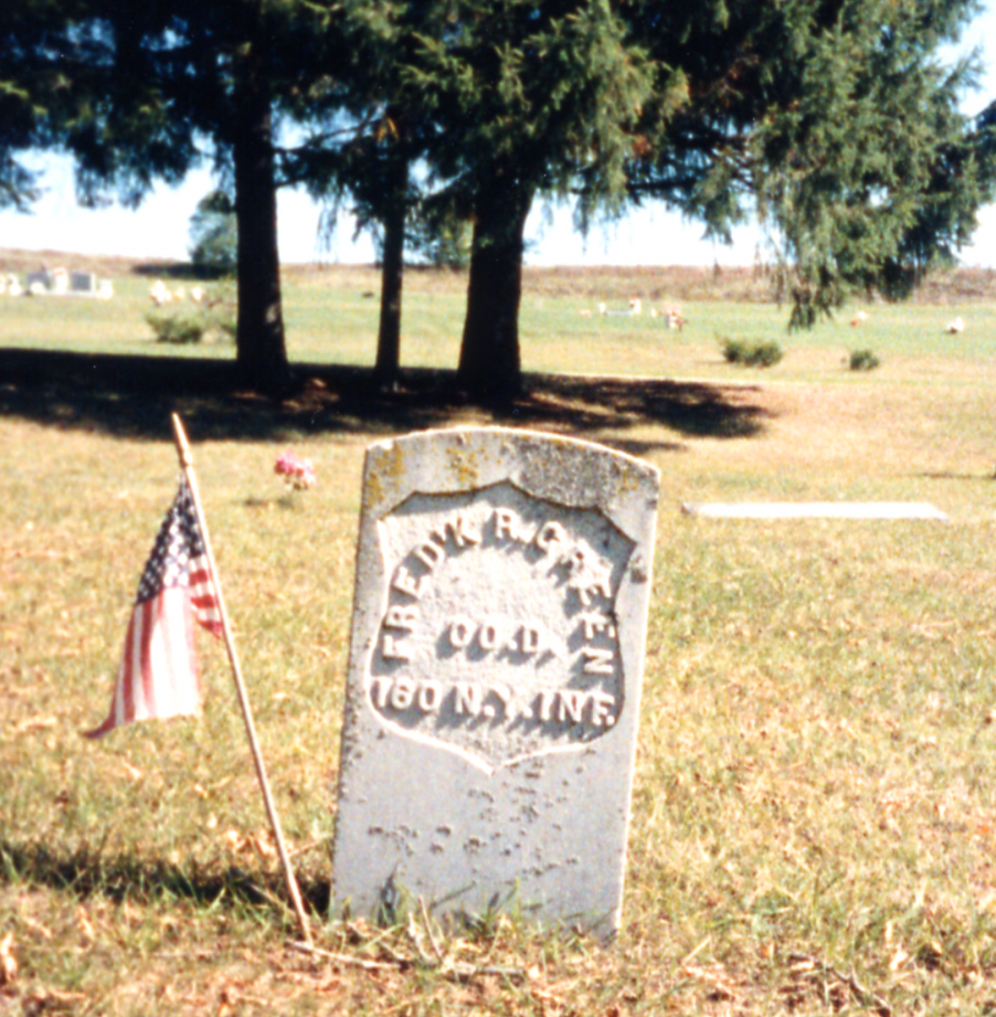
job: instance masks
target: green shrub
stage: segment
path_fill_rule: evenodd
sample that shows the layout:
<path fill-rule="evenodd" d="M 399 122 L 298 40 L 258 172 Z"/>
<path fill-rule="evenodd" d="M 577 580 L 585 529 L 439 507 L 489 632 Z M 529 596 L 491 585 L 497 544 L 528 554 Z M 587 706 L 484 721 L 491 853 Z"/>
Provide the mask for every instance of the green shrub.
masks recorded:
<path fill-rule="evenodd" d="M 174 342 L 186 345 L 190 342 L 200 342 L 206 331 L 206 321 L 200 312 L 162 315 L 150 311 L 146 315 L 146 321 L 156 333 L 157 342 Z"/>
<path fill-rule="evenodd" d="M 879 366 L 879 359 L 871 350 L 851 350 L 850 369 L 852 371 L 873 371 Z"/>
<path fill-rule="evenodd" d="M 782 347 L 777 342 L 761 342 L 748 339 L 724 339 L 723 357 L 729 363 L 748 368 L 770 368 L 782 359 Z"/>

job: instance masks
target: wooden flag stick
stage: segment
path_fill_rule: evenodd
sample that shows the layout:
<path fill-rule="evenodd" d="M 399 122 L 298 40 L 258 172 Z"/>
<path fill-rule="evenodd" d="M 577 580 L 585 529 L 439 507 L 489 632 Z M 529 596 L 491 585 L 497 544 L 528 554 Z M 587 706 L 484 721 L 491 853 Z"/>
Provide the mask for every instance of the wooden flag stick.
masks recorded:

======

Change every "masks recorded" in the items above to "outlines recorded" and reproduce the items otherwise unchanged, leaving out the pictures.

_SOLUTION FOR THIS TASK_
job: instance masks
target: green shrub
stage: segment
path_fill_rule: evenodd
sample that shows the layout:
<path fill-rule="evenodd" d="M 399 122 L 298 40 L 258 172 Z"/>
<path fill-rule="evenodd" d="M 577 580 L 585 529 L 439 507 L 489 632 Z M 529 596 L 491 585 L 497 544 L 528 554 Z M 587 706 L 484 721 L 491 853 Z"/>
Provide the mask for every instance of the green shrub.
outlines recorded:
<path fill-rule="evenodd" d="M 174 342 L 186 345 L 190 342 L 200 342 L 206 331 L 206 321 L 200 312 L 162 315 L 150 311 L 146 315 L 146 321 L 156 333 L 157 342 Z"/>
<path fill-rule="evenodd" d="M 879 366 L 879 359 L 871 350 L 851 350 L 850 369 L 852 371 L 873 371 Z"/>
<path fill-rule="evenodd" d="M 782 347 L 777 342 L 761 342 L 748 339 L 724 339 L 723 357 L 729 363 L 748 368 L 770 368 L 782 359 Z"/>

job: instance masks
target: wooden flag stick
stage: segment
path_fill_rule: evenodd
sample that shows the layout:
<path fill-rule="evenodd" d="M 399 122 L 298 40 L 258 172 Z"/>
<path fill-rule="evenodd" d="M 577 580 L 585 529 L 439 507 L 489 632 Z M 529 596 L 491 585 L 497 544 L 528 554 Z M 587 706 L 484 721 L 491 853 Z"/>
Provide the mask for every instance of the wooden flag stick.
outlines recorded:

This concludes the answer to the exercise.